→ **The task**: Transcribe every entry word for word, but skip the images.
____ Given information
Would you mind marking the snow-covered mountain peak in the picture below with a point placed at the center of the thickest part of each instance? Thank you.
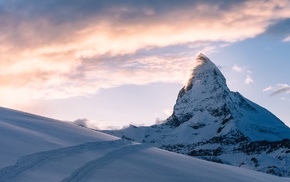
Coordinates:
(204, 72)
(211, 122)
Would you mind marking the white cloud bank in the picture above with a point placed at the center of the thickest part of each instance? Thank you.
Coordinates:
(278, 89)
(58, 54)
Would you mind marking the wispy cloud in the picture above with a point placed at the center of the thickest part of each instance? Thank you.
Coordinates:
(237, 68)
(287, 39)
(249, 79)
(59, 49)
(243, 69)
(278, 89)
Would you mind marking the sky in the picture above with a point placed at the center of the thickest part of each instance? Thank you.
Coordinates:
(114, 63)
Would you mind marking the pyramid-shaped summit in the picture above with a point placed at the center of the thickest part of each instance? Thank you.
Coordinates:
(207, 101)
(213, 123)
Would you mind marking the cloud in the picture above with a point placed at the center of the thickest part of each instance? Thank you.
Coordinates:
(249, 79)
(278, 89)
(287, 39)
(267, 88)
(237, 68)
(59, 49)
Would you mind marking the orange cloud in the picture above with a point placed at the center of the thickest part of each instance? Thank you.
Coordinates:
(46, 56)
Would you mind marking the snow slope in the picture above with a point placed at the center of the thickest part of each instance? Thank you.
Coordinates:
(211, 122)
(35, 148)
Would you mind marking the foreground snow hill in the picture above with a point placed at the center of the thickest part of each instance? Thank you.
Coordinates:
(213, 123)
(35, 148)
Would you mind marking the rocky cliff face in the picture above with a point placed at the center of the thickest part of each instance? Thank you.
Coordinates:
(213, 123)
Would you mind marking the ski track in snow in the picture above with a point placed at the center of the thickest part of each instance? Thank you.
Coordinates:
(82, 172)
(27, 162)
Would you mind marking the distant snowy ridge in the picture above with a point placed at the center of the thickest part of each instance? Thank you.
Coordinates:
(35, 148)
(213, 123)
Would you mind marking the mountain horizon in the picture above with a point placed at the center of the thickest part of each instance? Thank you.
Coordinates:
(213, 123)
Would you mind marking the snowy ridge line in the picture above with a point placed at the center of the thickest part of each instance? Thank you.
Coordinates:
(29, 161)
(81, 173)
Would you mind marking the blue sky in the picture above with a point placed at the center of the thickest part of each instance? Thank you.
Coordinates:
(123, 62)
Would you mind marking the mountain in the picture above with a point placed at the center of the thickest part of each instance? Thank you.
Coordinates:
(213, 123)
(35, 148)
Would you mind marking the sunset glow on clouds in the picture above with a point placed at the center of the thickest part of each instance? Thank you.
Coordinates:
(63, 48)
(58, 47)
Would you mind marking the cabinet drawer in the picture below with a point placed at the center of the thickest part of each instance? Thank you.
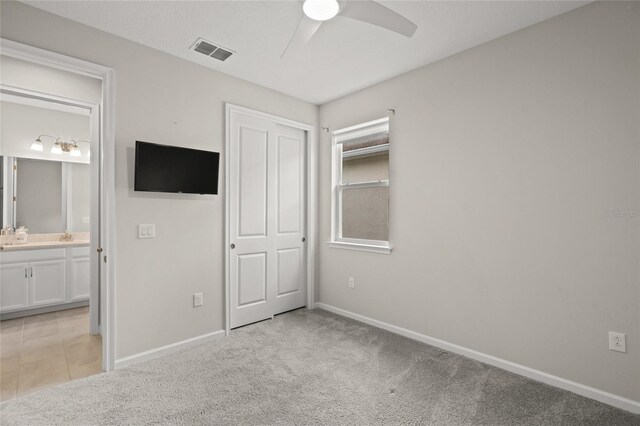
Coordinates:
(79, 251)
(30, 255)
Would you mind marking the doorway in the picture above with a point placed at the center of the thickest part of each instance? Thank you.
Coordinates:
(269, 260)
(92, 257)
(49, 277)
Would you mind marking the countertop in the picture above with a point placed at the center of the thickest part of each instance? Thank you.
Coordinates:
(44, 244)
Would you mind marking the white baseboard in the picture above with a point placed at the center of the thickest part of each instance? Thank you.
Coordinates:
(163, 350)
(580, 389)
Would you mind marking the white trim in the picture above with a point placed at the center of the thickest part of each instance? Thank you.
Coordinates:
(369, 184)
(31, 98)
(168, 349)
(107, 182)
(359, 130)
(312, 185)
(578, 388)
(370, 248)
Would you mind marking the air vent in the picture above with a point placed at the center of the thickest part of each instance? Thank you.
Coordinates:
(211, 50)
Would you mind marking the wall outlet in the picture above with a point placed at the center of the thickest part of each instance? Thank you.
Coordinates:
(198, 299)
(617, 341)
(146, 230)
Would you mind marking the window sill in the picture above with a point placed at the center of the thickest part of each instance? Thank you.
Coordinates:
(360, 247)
________
→ **Finished task**:
Would you mind marking the snow-covered mountain peak in the picture below with a point placed at the center of the thickest part of each instance? Thank you.
Coordinates:
(204, 72)
(211, 122)
Would you mind marking the white cloud bank in the picture above with a point placed at the center of the thickest part of each instance? Thank you.
Coordinates:
(278, 89)
(58, 54)
Would you mind marking the wispy cloud in the picture above with a point placed at the center of the thickest part of each instance? Thank you.
Coordinates:
(237, 68)
(287, 39)
(249, 79)
(59, 49)
(243, 69)
(278, 89)
Would you mind marking the sky in the picture above with a point placed at the center of the thickest part of each instance? Thank you.
Coordinates:
(114, 63)
Would you mind marking the pyramid-shaped summit in the picture above with a point placed at the center of the thickest part of each instance? Thank you.
Coordinates:
(207, 101)
(213, 123)
Would you mind marking the cloud in the picture above with a point placed at the center of the thickest part of each instance? Thank you.
Coordinates:
(249, 79)
(278, 89)
(287, 39)
(267, 88)
(237, 68)
(59, 49)
Would you mind marking the orange cloud in the picture above with a point placed at the center of the thickest part of each instance? Thank you.
Coordinates:
(46, 56)
Would you mind marking the snow slope in the picture above with a point placed at the center of the thickest part of each instance? Thank you.
Coordinates:
(211, 122)
(35, 148)
Would you mind marking the foreground snow hill in the picture above with a point placed at the center of the thickest part of each instance? Thank you.
Coordinates:
(213, 123)
(35, 148)
Would you mind marking the rocky cliff face in the picture above with a point placed at the center of the thickest part of each instance? Thank you.
Coordinates:
(213, 123)
Would you mind marking the ski track in snow in the picture above with a point placed at the center of the thickest part of each instance? Thank you.
Coordinates:
(82, 172)
(27, 162)
Would you mind marking the distant snowy ridge in the picture above with a point placed at the center of the thickest part of each instance? Thank you.
Coordinates:
(35, 148)
(213, 123)
Would you mind marking the mountain horizon in the picture above with a point placed at the center of the thickest part of each instance? Thank you.
Coordinates:
(213, 123)
Would you mind marking the snowy ridge line in the picture above with a point placed at the center of the thickest part of each instance? Thank you.
Coordinates:
(29, 161)
(81, 173)
Would you mind marking the blue sky in the picture above with a point placed at the center of the thickest part of each instance? Thank you.
Coordinates:
(123, 62)
Would you mind marking the mountain in the picture above with a point placed at the center of the thickest part of each instance? Thank you.
Coordinates:
(213, 123)
(35, 148)
Would you mind marking the sunset glow on clouds in the picture above with a point placed at the center of the thickest part of each instance? Thank you.
Coordinates:
(63, 48)
(58, 47)
Would you mind marking the cabinet drawer in the picture below with a point placed at the center of the thickest part of each instance? Thank you.
Coordinates:
(79, 251)
(30, 255)
Would you mind marking the doorway in the picture above with a point placed at the center of the thickest part of each instance? Thank you.
Coordinates:
(269, 260)
(92, 257)
(49, 277)
Would you mind marking the countertop in the picture above with a point placed at the center of the thickest part of each instance? Thank you.
Coordinates:
(44, 244)
Would you mind marking the white baseboard in the picture above with a point placed at the center of the thickest part of each instance? Thank you.
Coordinates:
(163, 350)
(580, 389)
Would you mind marking the white trim in the picture above with a point placed at the center of the thickest part of each instance? Thank you.
Coordinates:
(369, 184)
(31, 98)
(168, 349)
(107, 182)
(359, 130)
(312, 185)
(578, 388)
(370, 248)
Would you mind marking the air vent in the picture above with a point placed at the center of the thickest part of each instance? Thank you.
Coordinates:
(211, 50)
Would you mind marking the wall outlet in the picture above with a point placed at the center of the thickest part of each instance? Thank you.
Coordinates:
(198, 299)
(617, 341)
(146, 230)
Would you mind marking the window sill in the picture above with a point placed at the center of the thickest part of each instance? Thank you.
Coordinates:
(360, 247)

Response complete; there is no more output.